Excerpt from a dataset
'''
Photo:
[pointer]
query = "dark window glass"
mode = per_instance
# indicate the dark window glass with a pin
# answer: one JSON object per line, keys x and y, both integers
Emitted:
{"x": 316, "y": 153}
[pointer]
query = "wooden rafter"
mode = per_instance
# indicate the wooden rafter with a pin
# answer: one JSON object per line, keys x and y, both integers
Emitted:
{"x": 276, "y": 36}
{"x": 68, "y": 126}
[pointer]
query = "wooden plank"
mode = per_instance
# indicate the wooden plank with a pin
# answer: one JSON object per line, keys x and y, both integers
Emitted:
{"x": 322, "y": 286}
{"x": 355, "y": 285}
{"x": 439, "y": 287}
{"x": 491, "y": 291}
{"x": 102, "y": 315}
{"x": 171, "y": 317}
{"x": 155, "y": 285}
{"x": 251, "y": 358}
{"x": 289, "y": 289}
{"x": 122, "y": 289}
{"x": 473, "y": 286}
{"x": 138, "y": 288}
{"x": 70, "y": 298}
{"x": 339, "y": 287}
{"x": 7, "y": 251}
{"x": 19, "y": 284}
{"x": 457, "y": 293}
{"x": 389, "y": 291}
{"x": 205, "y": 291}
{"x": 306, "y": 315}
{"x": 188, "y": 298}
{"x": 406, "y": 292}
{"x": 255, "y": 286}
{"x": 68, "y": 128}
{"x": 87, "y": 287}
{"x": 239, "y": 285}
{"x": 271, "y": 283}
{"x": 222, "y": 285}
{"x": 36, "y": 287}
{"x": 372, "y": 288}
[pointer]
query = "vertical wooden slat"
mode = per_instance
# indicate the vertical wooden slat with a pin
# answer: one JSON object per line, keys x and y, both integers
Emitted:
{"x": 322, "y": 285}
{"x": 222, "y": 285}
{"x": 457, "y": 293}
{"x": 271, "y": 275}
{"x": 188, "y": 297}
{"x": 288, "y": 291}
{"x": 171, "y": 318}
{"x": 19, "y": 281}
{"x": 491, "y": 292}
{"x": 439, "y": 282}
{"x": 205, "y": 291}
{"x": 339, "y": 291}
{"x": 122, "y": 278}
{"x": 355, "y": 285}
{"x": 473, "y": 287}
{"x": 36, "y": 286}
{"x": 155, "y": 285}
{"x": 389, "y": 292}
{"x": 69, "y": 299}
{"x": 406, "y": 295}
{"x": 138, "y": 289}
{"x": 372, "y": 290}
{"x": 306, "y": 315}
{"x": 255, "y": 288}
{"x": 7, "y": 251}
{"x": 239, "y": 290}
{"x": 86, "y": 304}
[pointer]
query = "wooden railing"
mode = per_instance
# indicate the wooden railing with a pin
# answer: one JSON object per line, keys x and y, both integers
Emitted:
'''
From the listing above, extract all records word for word.

= OUTPUT FOR THIS EXERCISE =
Photo:
[pointer]
query = "dark window glass"
mode = per_instance
# indicate the dark window glass with a pin
# answer: one JSON object per line, keys x and y, both integers
Emitted:
{"x": 316, "y": 153}
[pointer]
query = "wooden rafter"
mode = per_instance
# indicate the wooden rafter with a pin
# answer: one JSON object per line, keys x and y, both integers
Emitted:
{"x": 276, "y": 36}
{"x": 68, "y": 126}
[pointer]
query = "wooden plank"
mode = per_instance
# indicate the wooden plank with a pin
# answer: one JSON object per line, keys x and y, both integers
Emitted:
{"x": 322, "y": 286}
{"x": 355, "y": 285}
{"x": 439, "y": 287}
{"x": 491, "y": 291}
{"x": 102, "y": 315}
{"x": 171, "y": 317}
{"x": 155, "y": 285}
{"x": 251, "y": 358}
{"x": 289, "y": 289}
{"x": 122, "y": 289}
{"x": 473, "y": 286}
{"x": 138, "y": 288}
{"x": 70, "y": 298}
{"x": 339, "y": 287}
{"x": 7, "y": 251}
{"x": 19, "y": 284}
{"x": 457, "y": 293}
{"x": 389, "y": 291}
{"x": 205, "y": 291}
{"x": 306, "y": 315}
{"x": 188, "y": 298}
{"x": 406, "y": 292}
{"x": 255, "y": 286}
{"x": 68, "y": 128}
{"x": 87, "y": 287}
{"x": 239, "y": 285}
{"x": 271, "y": 283}
{"x": 222, "y": 285}
{"x": 36, "y": 287}
{"x": 372, "y": 288}
[pointer]
query = "vertical wooden slat"
mode = per_instance
# indicate the vertical wooden slat with a pin
# answer: one JSON object per line, keys x and y, both integers
Emitted:
{"x": 322, "y": 285}
{"x": 222, "y": 285}
{"x": 457, "y": 293}
{"x": 271, "y": 275}
{"x": 188, "y": 297}
{"x": 288, "y": 291}
{"x": 171, "y": 318}
{"x": 19, "y": 281}
{"x": 491, "y": 292}
{"x": 439, "y": 282}
{"x": 205, "y": 291}
{"x": 339, "y": 291}
{"x": 122, "y": 278}
{"x": 355, "y": 285}
{"x": 473, "y": 287}
{"x": 36, "y": 286}
{"x": 155, "y": 285}
{"x": 389, "y": 292}
{"x": 69, "y": 299}
{"x": 406, "y": 295}
{"x": 138, "y": 289}
{"x": 372, "y": 290}
{"x": 306, "y": 315}
{"x": 255, "y": 288}
{"x": 7, "y": 251}
{"x": 239, "y": 290}
{"x": 86, "y": 304}
[pointer]
query = "wooden railing"
mode = per_instance
# indicate the wooden railing with a pin
# answer: one JSON object per line, keys x and y, both integers
Emitted:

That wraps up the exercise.